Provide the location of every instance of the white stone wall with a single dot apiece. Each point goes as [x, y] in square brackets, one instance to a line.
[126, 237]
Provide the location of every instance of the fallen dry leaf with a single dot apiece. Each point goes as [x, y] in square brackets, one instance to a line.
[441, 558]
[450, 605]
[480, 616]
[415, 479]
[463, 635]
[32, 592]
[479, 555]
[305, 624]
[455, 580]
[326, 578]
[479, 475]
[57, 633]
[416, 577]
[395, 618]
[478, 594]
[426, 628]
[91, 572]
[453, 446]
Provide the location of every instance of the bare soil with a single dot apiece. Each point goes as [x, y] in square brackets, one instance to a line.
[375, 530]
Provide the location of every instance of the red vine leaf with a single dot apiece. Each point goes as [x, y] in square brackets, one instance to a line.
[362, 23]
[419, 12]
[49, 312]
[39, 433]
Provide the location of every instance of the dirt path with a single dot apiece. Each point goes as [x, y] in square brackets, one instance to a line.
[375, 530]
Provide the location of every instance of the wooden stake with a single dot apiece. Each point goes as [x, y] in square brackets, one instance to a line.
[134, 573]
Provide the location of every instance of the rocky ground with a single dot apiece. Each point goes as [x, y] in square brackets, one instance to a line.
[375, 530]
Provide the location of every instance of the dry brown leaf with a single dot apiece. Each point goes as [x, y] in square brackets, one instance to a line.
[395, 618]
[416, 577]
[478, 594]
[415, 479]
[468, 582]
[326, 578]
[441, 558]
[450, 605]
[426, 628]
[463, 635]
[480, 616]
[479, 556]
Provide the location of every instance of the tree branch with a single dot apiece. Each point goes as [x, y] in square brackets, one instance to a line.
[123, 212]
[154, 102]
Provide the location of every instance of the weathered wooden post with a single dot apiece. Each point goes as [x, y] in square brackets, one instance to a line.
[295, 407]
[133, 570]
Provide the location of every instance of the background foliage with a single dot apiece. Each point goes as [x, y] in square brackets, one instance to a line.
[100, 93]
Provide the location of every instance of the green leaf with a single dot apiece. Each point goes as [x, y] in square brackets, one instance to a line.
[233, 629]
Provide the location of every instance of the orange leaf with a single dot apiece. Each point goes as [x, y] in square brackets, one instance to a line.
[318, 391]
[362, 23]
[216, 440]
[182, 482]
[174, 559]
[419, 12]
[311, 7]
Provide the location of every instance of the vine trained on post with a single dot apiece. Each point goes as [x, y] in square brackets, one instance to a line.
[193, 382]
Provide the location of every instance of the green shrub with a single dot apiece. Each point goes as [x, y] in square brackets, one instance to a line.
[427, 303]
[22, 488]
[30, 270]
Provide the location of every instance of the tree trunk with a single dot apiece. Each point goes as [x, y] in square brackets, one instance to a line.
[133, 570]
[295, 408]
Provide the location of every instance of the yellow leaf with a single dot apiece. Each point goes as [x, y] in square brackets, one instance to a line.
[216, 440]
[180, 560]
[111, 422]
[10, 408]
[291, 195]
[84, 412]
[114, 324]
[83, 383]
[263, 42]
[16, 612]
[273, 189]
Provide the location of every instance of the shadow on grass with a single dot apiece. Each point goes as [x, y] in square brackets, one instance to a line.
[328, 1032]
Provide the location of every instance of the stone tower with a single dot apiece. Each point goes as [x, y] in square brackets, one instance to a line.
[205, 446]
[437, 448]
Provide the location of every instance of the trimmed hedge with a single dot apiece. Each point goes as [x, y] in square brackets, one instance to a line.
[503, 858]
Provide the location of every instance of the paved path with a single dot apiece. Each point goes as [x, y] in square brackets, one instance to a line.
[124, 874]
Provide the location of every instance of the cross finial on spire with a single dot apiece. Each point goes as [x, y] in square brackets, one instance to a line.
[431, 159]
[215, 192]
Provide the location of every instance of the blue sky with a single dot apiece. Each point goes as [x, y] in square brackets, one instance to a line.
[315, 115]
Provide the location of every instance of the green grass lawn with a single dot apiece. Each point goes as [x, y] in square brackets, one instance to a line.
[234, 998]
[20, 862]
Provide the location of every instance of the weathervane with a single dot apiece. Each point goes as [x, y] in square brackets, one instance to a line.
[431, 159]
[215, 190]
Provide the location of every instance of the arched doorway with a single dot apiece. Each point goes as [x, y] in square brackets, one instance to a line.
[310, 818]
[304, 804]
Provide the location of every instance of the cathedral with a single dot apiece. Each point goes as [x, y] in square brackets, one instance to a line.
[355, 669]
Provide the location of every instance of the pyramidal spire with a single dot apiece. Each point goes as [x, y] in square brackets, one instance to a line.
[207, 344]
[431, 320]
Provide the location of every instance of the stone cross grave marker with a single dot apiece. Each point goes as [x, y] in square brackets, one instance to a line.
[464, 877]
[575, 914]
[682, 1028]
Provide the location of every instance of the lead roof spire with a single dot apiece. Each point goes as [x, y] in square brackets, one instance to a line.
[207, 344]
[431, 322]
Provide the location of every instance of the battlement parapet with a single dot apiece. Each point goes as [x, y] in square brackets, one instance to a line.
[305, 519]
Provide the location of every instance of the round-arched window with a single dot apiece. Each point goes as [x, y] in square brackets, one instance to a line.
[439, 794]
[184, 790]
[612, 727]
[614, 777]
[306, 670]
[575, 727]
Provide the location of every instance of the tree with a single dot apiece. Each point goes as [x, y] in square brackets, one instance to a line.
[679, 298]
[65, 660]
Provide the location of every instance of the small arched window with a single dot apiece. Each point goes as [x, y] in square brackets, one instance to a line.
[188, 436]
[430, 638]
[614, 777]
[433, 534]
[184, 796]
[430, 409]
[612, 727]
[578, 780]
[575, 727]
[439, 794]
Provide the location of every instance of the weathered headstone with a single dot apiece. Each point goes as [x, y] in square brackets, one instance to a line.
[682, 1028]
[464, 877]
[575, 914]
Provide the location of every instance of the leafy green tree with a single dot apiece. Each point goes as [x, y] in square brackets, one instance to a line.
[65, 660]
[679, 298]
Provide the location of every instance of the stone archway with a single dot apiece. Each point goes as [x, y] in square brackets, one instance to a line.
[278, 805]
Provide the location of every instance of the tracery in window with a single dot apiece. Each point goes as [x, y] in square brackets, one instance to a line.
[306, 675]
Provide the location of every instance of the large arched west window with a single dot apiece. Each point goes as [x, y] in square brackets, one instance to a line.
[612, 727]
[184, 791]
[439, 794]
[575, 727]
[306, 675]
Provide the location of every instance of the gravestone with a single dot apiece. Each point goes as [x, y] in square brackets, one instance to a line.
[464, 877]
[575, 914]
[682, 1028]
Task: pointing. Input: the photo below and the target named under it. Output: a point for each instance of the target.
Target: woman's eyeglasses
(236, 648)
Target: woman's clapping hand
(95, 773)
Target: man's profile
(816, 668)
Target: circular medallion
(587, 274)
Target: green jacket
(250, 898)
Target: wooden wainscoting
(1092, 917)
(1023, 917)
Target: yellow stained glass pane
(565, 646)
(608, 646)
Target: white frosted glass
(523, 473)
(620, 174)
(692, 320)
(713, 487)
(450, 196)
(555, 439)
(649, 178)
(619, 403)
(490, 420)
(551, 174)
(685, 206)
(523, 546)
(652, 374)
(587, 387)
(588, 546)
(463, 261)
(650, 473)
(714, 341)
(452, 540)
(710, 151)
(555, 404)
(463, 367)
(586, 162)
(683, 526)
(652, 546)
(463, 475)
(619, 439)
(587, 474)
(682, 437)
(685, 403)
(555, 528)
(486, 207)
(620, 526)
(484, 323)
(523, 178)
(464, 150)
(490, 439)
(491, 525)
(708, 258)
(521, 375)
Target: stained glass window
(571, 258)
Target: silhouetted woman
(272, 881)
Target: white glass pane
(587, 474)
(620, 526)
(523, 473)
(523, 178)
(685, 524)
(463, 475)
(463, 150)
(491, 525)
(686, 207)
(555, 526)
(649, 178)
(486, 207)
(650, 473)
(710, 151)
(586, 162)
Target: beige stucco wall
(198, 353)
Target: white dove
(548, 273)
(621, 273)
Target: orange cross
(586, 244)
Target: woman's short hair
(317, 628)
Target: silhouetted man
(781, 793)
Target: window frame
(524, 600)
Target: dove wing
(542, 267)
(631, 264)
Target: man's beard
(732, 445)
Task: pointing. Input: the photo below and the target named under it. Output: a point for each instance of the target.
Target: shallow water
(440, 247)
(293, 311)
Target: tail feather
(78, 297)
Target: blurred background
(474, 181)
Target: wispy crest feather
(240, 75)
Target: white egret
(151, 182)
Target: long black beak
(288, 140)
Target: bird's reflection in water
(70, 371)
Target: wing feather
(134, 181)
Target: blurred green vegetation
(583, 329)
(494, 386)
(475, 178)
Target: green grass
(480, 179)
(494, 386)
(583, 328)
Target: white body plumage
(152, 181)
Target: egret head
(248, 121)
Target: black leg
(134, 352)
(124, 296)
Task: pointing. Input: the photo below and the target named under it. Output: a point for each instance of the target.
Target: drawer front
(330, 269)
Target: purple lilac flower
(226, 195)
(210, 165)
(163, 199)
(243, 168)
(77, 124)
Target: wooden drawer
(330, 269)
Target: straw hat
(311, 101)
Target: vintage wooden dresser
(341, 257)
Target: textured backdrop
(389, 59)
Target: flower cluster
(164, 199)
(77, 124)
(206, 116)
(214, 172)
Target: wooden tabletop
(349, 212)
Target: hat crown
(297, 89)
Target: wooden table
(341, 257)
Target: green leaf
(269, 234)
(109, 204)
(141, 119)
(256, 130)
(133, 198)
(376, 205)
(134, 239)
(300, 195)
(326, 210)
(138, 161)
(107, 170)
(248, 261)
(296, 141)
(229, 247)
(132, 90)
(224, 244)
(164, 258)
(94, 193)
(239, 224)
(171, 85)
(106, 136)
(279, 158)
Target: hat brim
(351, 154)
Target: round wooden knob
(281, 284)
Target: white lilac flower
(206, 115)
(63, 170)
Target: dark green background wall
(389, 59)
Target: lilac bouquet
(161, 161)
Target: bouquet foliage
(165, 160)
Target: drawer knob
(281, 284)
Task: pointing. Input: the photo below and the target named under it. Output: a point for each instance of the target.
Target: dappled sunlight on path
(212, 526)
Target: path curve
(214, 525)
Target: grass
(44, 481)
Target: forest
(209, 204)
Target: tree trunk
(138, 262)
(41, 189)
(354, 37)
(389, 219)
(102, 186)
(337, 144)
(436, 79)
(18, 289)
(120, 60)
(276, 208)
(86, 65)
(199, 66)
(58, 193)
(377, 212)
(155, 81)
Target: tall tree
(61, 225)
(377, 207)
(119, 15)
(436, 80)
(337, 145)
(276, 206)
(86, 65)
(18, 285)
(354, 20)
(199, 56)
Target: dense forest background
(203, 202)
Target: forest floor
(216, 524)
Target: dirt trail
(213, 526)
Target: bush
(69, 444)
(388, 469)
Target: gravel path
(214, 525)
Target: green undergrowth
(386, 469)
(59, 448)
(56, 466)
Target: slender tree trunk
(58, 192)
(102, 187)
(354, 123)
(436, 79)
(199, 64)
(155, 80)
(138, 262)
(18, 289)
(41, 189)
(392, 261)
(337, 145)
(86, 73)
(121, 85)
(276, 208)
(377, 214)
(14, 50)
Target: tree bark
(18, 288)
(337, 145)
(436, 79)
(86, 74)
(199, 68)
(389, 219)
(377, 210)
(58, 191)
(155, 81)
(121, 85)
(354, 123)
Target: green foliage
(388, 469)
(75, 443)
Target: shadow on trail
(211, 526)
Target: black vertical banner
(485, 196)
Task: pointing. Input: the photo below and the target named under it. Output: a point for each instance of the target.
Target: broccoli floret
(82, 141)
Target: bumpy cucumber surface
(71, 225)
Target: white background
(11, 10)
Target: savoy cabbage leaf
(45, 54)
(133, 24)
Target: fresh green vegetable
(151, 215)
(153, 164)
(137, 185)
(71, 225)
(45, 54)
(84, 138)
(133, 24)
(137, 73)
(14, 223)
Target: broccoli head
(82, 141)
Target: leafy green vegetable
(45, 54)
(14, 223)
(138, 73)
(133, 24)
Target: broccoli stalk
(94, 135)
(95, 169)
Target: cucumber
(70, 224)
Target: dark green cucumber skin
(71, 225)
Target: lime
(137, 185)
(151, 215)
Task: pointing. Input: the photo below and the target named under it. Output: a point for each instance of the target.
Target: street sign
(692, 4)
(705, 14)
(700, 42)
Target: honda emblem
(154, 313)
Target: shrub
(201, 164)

### ACTIVITY
From the line containing "Target: broccoli stalk" to the last line of the material, please quote every line exactly and only those.

### EXPECTED ANSWER
Target: broccoli stalk
(94, 135)
(95, 169)
Target: cucumber
(70, 224)
Target: dark green cucumber skin
(71, 225)
Target: lime
(137, 185)
(151, 215)
Task: pointing. Input: the photo below and the target named under it. Output: a point for each instance of the target.
Target: street sign
(692, 4)
(705, 14)
(700, 42)
Target: honda emblem
(154, 313)
Target: shrub
(201, 164)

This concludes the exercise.